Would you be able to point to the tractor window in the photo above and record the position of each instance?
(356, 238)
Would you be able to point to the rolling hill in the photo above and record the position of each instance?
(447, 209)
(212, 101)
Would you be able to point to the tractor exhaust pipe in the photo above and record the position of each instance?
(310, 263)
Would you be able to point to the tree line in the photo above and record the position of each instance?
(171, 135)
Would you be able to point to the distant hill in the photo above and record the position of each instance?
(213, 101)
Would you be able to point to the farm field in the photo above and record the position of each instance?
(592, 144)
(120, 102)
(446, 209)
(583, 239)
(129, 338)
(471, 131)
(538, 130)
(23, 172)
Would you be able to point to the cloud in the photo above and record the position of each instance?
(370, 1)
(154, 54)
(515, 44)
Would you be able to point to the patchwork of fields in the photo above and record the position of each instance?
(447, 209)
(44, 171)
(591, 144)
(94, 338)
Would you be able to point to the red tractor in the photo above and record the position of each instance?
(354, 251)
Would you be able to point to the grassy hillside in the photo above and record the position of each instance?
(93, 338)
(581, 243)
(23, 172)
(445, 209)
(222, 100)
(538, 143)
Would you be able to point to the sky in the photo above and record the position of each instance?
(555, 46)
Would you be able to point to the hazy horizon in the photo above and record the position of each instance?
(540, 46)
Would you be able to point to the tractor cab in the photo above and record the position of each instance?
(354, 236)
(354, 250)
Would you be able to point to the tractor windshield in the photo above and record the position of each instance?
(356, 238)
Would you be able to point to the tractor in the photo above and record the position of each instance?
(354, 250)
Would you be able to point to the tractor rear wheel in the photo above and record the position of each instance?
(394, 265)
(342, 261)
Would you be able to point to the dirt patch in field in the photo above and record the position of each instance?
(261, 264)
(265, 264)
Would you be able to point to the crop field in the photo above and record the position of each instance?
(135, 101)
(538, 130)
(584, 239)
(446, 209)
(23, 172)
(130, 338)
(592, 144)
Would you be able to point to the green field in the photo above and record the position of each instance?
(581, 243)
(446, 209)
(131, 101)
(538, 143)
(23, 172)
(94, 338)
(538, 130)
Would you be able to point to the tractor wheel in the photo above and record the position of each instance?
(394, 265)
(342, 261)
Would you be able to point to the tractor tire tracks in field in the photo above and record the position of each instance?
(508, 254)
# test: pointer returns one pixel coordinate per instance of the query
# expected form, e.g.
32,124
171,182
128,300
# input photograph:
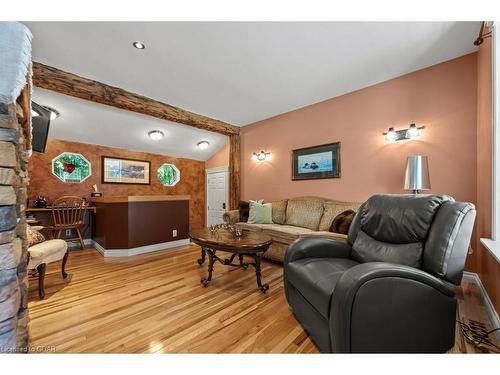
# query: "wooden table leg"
203,255
211,260
263,287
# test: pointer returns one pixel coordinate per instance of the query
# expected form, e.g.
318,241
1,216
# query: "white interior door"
216,196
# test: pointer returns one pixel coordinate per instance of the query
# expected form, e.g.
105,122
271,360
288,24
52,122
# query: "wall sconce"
398,135
260,156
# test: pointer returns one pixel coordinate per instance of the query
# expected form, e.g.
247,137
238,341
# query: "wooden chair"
68,213
43,253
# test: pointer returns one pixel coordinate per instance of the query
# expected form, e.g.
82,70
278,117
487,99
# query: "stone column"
15,138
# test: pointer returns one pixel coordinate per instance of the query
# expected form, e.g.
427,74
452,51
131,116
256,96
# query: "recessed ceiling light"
156,135
202,145
139,45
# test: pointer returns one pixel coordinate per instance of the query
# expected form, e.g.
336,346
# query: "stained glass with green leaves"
168,174
70,167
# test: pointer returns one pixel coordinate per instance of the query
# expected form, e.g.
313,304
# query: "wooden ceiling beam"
57,80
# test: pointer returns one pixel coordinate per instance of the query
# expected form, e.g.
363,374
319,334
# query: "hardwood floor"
154,303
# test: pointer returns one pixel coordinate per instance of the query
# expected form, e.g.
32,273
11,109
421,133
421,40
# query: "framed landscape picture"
316,162
125,171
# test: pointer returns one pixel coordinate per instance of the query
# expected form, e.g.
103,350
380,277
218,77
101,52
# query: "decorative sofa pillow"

=== TASK DESCRIPTION ===
Reproduce every line above as written, skipping pictures.

=== THE REPLY ===
Would you be able to point to the tractor window in the photo above and record the position of each instance?
(356, 238)
Would you be able to point to the rolling hill in the photo above and record the position of each instance?
(447, 209)
(212, 101)
Would you be able to point to the tractor exhaust pipe in the photo above and record the position of each instance?
(310, 263)
Would you be able to point to the tree line in the photo above and record the position of each instance?
(171, 135)
Would you be able to point to the distant hill in the photo above and record the position of each instance?
(213, 101)
Would you be able to point to the farm field in the photo above and record the position of each instance?
(592, 144)
(120, 102)
(446, 209)
(583, 239)
(129, 338)
(471, 131)
(538, 130)
(23, 172)
Would you be able to point to the cloud in the photo above and record the position of each instance?
(370, 1)
(154, 54)
(515, 44)
Would you be able to point to the patchwork of fields in the photo above and record the position of each instance?
(447, 209)
(44, 171)
(591, 144)
(94, 338)
Would you be able to point to the red tractor in the photo above and record the position of each instance?
(354, 251)
Would you be able to point to the grassy hillside in the photo above and record the position of each instance?
(93, 338)
(581, 243)
(23, 172)
(445, 209)
(222, 100)
(538, 143)
Would you be able to point to the sky in the photo above and record the position of each instance?
(555, 46)
Would you be able to point to the hazy horizon in the photo above and record the position of each instance?
(540, 46)
Would you be able to point to the tractor cab in the photo above and record the position of each instance?
(354, 236)
(354, 250)
Would you be able to point to the tractor windshield in the photo above and record the position of each instance?
(356, 238)
Would you be able to point to the tractor in the photo above and record the position of each instance?
(354, 250)
Would you be able to point to the tractor rear wheel in the photo above and record the position of each instance?
(394, 265)
(342, 261)
Would you be able to point to the dirt patch in field in the photo above and record the position of each instance?
(261, 264)
(265, 264)
Would you be able to point to the crop field in the photo above and record the position of each instance?
(135, 101)
(538, 130)
(584, 239)
(446, 209)
(23, 172)
(130, 338)
(592, 144)
Would you be able to point to the green field in the photo above and record the position of each instance?
(581, 243)
(446, 209)
(131, 101)
(538, 143)
(23, 172)
(94, 338)
(538, 130)
Would you be able to point to the tractor wheel in the photo above and record the position of each instance?
(394, 265)
(342, 261)
Would you be able to point to the tractor tire tracks in field in the photo above and record the position of each instance?
(508, 254)
# test: pointer returns one pixel coordinate per instance of the query
# expected form, e.g.
32,124
171,182
128,300
# input photograph:
# query: "wooden table leg"
203,255
211,260
263,287
# test: pointer returns one pixel coordinate per instance of the query
# expected form, e.g.
318,241
1,216
# query: "white interior door"
216,196
# test: pointer returns one pixel coordinate per instance of the query
# expected form, e.g.
105,122
271,360
288,24
52,122
# query: "wall sconce"
398,135
260,156
# test: pointer returns one pixel coordinate per instance of the query
# expected form, e.g.
247,137
238,341
# query: "wooden chair"
68,213
43,253
# test: pointer returns one pixel coordinate per instance of the query
# expected form, e.g.
82,70
278,117
487,99
# query: "stone column"
15,138
# test: pointer returns one pixel coordinate per instance of the query
# expected form, e.g.
427,74
452,51
131,116
256,96
# query: "recessed ceiling light"
156,135
202,145
139,45
# test: pointer returns one pixel coordinate per instance of the query
# expected form, e.g.
336,346
# query: "stained glass with green leaves"
168,174
70,167
# test: pointer returns one pixel coordinate per instance of the query
# expected form, e.g.
313,304
# query: "wooden ceiling beam"
57,80
# test: pointer returns one pixel coordinate per instance of the query
# expected form, e.g.
363,374
319,334
# query: "hardwood floor"
154,303
# test: pointer returns one pixel coordinate per instance of the query
# expected form, e.g.
32,273
11,109
421,133
421,40
# query: "framed landscape picture"
316,162
125,171
# test: pointer returns one pixel coordinate per instance of the query
# expected form, e.g.
103,350
380,277
218,77
101,52
# query: "decorative sofa pillow"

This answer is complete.